> _Problem details_: Change "keypoint" to "marker" in the part of the items that opens with the line containing "tower and give integer pixel coordinates." and closes at the end of the items, and give that part again with everything else unchanged.

* Begin Exercise data *

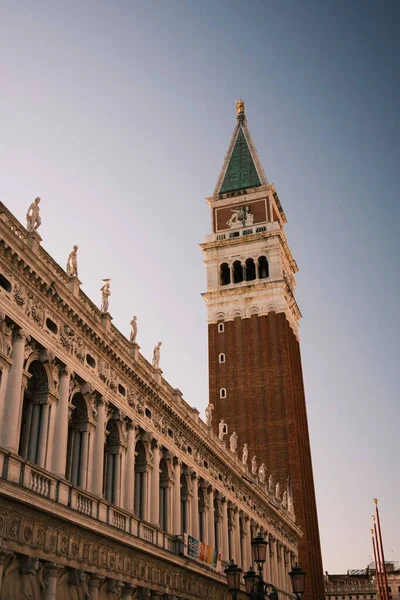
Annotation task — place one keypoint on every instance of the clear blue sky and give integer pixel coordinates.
(118, 114)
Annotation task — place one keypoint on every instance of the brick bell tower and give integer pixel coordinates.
(255, 373)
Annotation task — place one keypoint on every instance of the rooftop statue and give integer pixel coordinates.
(262, 473)
(208, 413)
(239, 108)
(33, 220)
(233, 442)
(133, 324)
(245, 454)
(278, 491)
(105, 294)
(156, 355)
(72, 262)
(222, 430)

* End Exercise data *

> _Answer to the task_:
Annotation task — place one marker on every instance of the brick bell tower and give integer pixel coordinates.
(255, 373)
Annotation task — place one marker on every instance of the rooftop statue and give integer pixel coordinates.
(262, 473)
(208, 413)
(239, 108)
(33, 220)
(233, 442)
(133, 324)
(245, 454)
(278, 491)
(105, 294)
(156, 355)
(72, 262)
(222, 430)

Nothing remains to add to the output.